EXERCISE OBJECTIVE. Copy every one of the following lines word for word, leaving out the pictures.

━━━ GIVEN RECORDS

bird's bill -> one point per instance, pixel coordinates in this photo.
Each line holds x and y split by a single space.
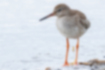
50 15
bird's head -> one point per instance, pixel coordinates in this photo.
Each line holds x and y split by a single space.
59 11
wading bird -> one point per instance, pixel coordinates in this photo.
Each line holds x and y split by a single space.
72 24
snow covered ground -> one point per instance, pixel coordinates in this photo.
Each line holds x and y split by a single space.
27 44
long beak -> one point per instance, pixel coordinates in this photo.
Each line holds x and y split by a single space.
52 14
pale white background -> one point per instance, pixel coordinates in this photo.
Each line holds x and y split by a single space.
27 44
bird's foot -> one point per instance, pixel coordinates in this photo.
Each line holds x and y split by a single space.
66 64
73 63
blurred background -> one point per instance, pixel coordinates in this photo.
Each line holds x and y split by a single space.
27 44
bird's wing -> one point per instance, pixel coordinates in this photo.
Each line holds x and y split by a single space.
83 20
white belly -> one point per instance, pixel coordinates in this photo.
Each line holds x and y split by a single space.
69 27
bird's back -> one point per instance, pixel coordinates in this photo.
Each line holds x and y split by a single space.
72 26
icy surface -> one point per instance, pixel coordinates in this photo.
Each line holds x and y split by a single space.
27 44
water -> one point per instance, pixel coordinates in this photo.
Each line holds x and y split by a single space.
27 44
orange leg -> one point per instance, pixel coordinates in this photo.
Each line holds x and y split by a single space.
67 51
77 47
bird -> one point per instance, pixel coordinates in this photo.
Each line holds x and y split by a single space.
72 24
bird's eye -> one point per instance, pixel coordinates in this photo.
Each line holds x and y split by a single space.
59 10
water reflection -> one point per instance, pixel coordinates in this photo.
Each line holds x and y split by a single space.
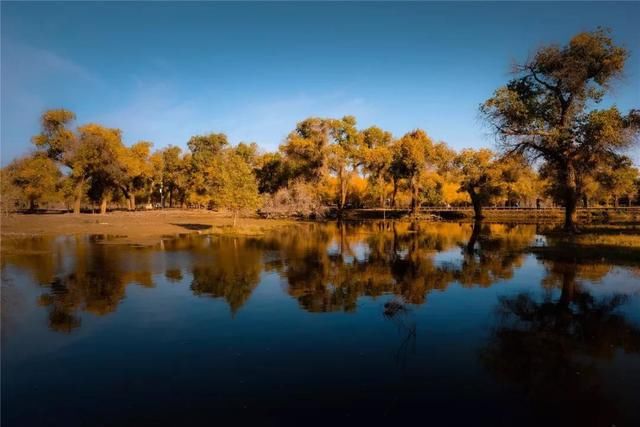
549 347
325 267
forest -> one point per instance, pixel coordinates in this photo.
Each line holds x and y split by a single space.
553 147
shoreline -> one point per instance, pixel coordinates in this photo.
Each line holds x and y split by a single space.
149 227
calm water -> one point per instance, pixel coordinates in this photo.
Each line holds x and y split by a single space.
317 323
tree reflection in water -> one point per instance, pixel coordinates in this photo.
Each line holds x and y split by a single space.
549 347
325 272
326 267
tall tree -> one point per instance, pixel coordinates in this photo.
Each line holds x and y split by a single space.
60 144
138 171
376 159
98 161
36 178
305 149
234 186
480 177
544 111
413 155
343 154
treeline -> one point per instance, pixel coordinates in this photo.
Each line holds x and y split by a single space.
554 147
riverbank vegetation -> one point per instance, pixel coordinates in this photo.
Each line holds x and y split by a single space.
555 148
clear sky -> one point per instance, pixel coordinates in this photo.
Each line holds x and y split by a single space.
165 71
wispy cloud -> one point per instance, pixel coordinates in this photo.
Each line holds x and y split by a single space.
34 79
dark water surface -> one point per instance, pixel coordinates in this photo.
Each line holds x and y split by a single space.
321 323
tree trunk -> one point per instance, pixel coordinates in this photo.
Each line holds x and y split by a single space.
477 206
78 198
570 200
132 201
414 195
395 191
471 245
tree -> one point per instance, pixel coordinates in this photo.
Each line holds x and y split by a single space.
233 186
36 178
480 177
174 174
305 149
618 179
518 181
271 172
343 154
60 143
137 170
413 155
544 111
97 161
376 158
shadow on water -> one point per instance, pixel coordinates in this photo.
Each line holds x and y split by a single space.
194 227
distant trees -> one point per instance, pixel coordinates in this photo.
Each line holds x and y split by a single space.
480 177
34 178
552 145
545 112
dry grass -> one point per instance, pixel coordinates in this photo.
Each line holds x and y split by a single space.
136 227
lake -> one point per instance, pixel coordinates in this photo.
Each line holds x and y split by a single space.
440 323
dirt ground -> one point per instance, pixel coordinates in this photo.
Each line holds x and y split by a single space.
142 227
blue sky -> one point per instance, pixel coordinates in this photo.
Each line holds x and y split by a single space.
165 71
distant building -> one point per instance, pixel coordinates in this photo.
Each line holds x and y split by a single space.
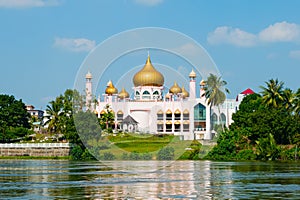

━━━━━━

SOLUTION TO THE PROBLEM.
bird's bill -> one point per instance, pixel coordinates in this photo.
Each line holds x and y split by a single space.
50 15
bird's head -> one point per instance, pixel coordinates in this photo.
Each line holds x and y split by a single space.
59 11
wading bird -> one point per instance, pixel coordinates in this photo.
Each line holds x and y split by a single space.
72 24
snow covered ground -> one point per instance, pixel coordinates in this photo.
Each line holds x and y split by a single space.
27 44
long beak -> one point per instance, pixel coordinates in this photo.
Each line holds x and y split by a single space.
52 14
pale white background -> one point per instance, pixel coordinates in this photo.
Each line holds x and y split by a single space.
27 44
bird's foot -> one point per instance, pixel coordinates in this photo.
Each line holds x and y split by a single space.
66 64
73 63
blurred background -> one point per instance, pixel coordinates in this photo.
Each line holds x and y split by a single space.
27 44
bird's wing -> one point per instance, pixel coordinates in this photo.
Each line holds x and y split by a single space.
83 20
white belly -> one point per instance, pixel coordinates in this photo.
Each line holds x and y split by a single space.
69 27
bird's back -> one point per instance, pixel coordinates in this photo.
Each line holds x and y split by a single space.
72 26
icy surface -> one point per instance, pixel coordinates in this photo.
Each line holds x and y split by a single space.
27 44
water -> one point per instance, pixel coordinates in this photo.
Each line holds x and y split by a single space.
27 44
orange leg -> one point per instance, pixel coordinates in this photo.
Each line holds x and y split by a single space.
67 51
77 47
bird -> one point per instance, pixel coordinates in this photo.
Each line holds x and y split by a single space.
72 24
bird's eye -> one point per instance, pixel coordinates in this photo.
Each line holds x and y split by a single space.
59 10
water reflection -> one point per instance, pixel coordinates in this photo.
Each line holds x and y split by a single space.
549 347
325 267
forest -> one point per instance, pixel coordinates in this photo.
Each line holds x and y split by a single space.
553 147
shoreline -> one point per instance, pixel coordinates in this photo.
Each line holds x and y split by a single space.
149 227
calm water -> one point per instance, pixel coordinates in this photo.
Each line holds x and y split by a single space.
317 323
tree reflection in water -> one point per instance, pixel coordinates in this photo.
Each line holds x and y split by a single space.
549 347
325 272
326 267
tall tree -> one point per instance, pixel coordinates in this photo.
Each line holds x and y split by a single space.
60 144
138 171
376 159
98 161
36 178
305 149
234 186
480 177
544 111
413 155
343 154
treeline -> one point per instance, pixel coordinates in this photo.
Each line holds x and y split by a single space.
554 147
riverbank vegetation -> one point per instance, pixel coordinates in this photo.
Each line holds x and y split by a single space.
555 148
clear sky -> one point per instance, pixel coordinates in this photo.
Each line holds x and y split by a single space.
165 71
wispy cloud -> one point per instance, pixel coordinates in this photo.
Each line holds x and y split by a single space.
34 79
dark water surface -> one point per instance, pixel coordinates in this photo.
Each line holds x and y split by a single space.
321 323
tree trunk -> one point per instance, pixel coordinates in this photo.
Each line holds x and y split by a single space.
477 206
78 198
570 200
132 201
414 195
395 191
471 245
tree -> one point per instance, pixel coordinates in this photo.
Each line holds x and y split by a single space.
233 186
36 178
480 177
174 174
305 149
618 179
518 181
271 172
343 154
60 143
137 170
413 155
544 111
97 161
376 158
shadow on water -> one point per instance, pixel coordinates in this photo.
Each line holds x and y split by a single space.
194 227
distant trees -> one point per instance, pixel coordinates in this photo.
Each line holds x and y split by a single space.
480 177
34 178
552 145
545 112
dry grass -> one point per instance, pixel coordinates in this photo.
Each line holds x and y split by a single space.
136 227
lake -> one point per instance, pixel coordinates in this photo.
Each line holds x and y split by a single space.
440 323
dirt ground -> one point per instance, pixel coordinates in this photo.
Each line holds x and y split by a single space.
142 227
blue sky -> one point per instance, pixel coordinates in this photo.
Each line holds x and y split by a single space.
165 71
distant building -> one point per instance, pixel coordinates in this photo.
Each line holds x and y split by a single space.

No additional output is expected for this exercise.